Objetivo de la tarea
Prosiga el pasaje sobre Fernando y los frailes enviados en misión a África, a partir de su última frase.

Pasaje seleccionado
____________________
Esta es la regla de Jesucristo, que debe ser preferida a todas las reglas,
instituciones e invenciones. Por ello, el mismo Jesucristo dice a todos
estos, tanto religiosos como clérigos: Habéis anulado la palabra de Dios por
vuestra tradición, ¡hipócritas! (Mt 15,6-9;Lc 11,42-49).
Es el recuerdo de estos años, que no ha olvidado nunca. Es el contraste
entre su monasterio y los franciscanos, que llaman a sus puertas pidiendo
limosna. A esto se añadirá otro hecho que le tocará las fibras más secretas
de su espíritu. En 1219 Francisco ha dispuesto una misión para Africa.
Francisco cree que se puede llevar los musulmanes a la fe en Jesucristo con
otros medios distintos de las armas. Los Hermanos Menores les darían
testimonio de su fe en Cristo, confesándole sencillamente con su vida
evangélica o, si era voluntad de Dios, anunciando públicamente la Palabra de
Dios. La misión está dirigida por el hermano Vital, acompañado de los
sacerdotes Berardo, Pedro y Otón y de los hermanos Adjuto y Acurcio. Parten
de Italia, cruzan Francia, Aragón y Castilla y llegan a Portugal. Un
breviario del monasterio de Santa Cruz refiere que los cinco frailes se
hospedan en dicho monasterio, precisamente durante el tiempo en que Fernando
tiene a su cargo la hospedería. Tratando con ellos, Fernando se entera de
sus planes de evangelizar a los musulmanes y se le encienden los deseos de
emular su valentía en confesar a Cristo.
____________________
Filas de datos
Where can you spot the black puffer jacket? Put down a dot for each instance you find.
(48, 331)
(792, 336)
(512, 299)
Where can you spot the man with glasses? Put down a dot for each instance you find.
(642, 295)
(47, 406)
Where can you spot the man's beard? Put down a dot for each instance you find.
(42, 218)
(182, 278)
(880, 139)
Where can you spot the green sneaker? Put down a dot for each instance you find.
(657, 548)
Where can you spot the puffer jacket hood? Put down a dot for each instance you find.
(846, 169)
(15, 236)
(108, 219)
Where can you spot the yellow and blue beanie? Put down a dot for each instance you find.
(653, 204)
____________________
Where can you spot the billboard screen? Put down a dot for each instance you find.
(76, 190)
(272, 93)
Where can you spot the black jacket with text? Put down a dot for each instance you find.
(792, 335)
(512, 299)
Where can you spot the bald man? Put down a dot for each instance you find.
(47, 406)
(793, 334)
____________________
Resultado
Con el apoyo, en Coimbra, de la reina Urraca y, en Lisboa, de Sancha,
hermana del Rey, se embarcan para Sevilla, aún en manos de los sarracenos.
El hermano Vital se enferma y tiene que renunciar a la misión. Y, para los
demás, apenas comienzan a predicar, comienzan los problemas: condenados a
muerte, son amnistiados y expulsados de Sevilla. Pero la persecución no les
hace renunciar a la misión. Expulsados de Sevilla, emprenden la marcha hacia
Marruecos. Allí son, de nuevo, encarcelados, torturados y expuestos a las
burlas de los moros y, finalmente, puestos en libertad. Pero inmediatamente
el hermano Berardo, feliz de haber sufrido los azotes por Cristo, corre a la
plaza y comienza a gritar, llamando a los moros a conversión. El Califa,
sintiéndose desafiado públicamente, no lo resiste y corta la cabeza a los
cinco. "Ahora puedo decir que realmente tengo cinco hermanos menores", es la
exclamación de Francisco, al llegarle la noticia. A Fernando también le
llega la noticia y su vida monástica, tranquila, dedicada al estudio, es
sacudida profundamente. La idea de poder dar testimonio de su fe con el
martirio se le clava en el corazón.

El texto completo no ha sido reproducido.